* TASK DIRECTIONS: Retype every entry below without any change.

(Saved data entries)
※
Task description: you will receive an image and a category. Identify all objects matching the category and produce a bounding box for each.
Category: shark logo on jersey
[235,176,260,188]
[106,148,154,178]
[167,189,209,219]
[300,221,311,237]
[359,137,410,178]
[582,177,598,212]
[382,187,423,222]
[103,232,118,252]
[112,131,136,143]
※
* RESPONSE:
Task description: you will receive an image and a category. Identify all objects matching the category and produce a bounding box for each.
Category: shark logo on jersey
[235,176,260,188]
[106,148,154,178]
[167,189,209,219]
[300,221,311,237]
[359,137,410,178]
[582,177,598,212]
[382,187,423,222]
[103,232,118,252]
[112,131,136,143]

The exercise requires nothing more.